__Input data__.
+++++

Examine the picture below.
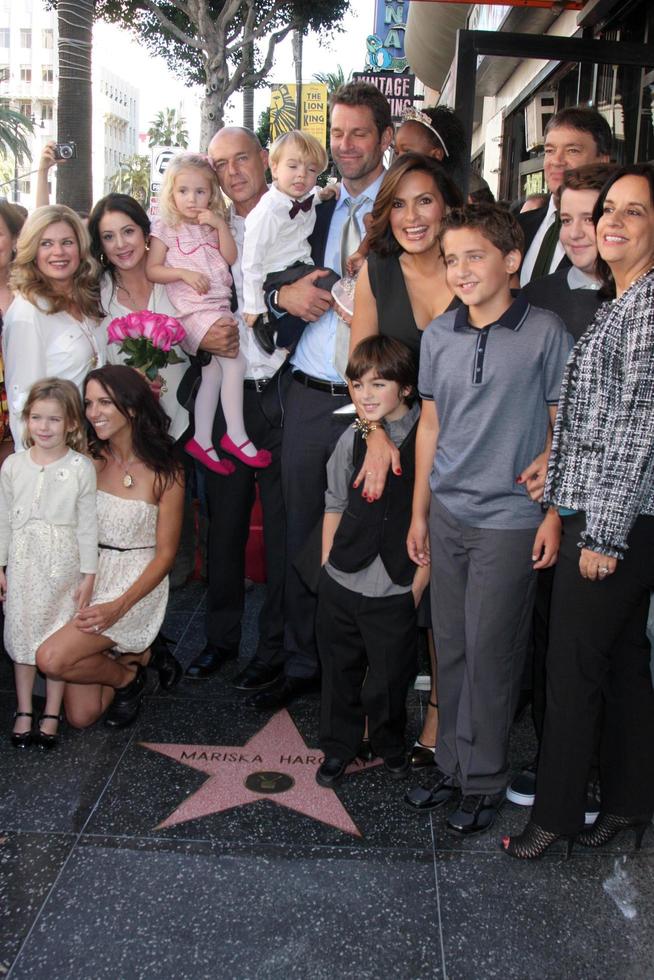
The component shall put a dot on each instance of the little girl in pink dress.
(190, 252)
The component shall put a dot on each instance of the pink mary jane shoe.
(259, 461)
(222, 466)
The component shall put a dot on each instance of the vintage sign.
(398, 89)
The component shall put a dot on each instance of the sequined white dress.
(128, 529)
(48, 539)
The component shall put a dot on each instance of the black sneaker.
(331, 771)
(475, 813)
(522, 788)
(397, 766)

+++++

__Problem requirements__. In the answer, the data should reappear exactly, with no pictures.

__Problem solution__.
Examine the picture below.
The component shall put a dot on each instance of the little girl in pink dress.
(190, 252)
The component shall put a dot on each instance of the pink mary jane shoe.
(259, 461)
(222, 466)
The component shall put a dot on each instance of the vintage sign.
(398, 89)
The component shall put a dot on each instance of the sequined white dress.
(128, 529)
(48, 539)
The component shall put a dot on each instance of the black sneaker.
(331, 771)
(475, 813)
(522, 788)
(397, 766)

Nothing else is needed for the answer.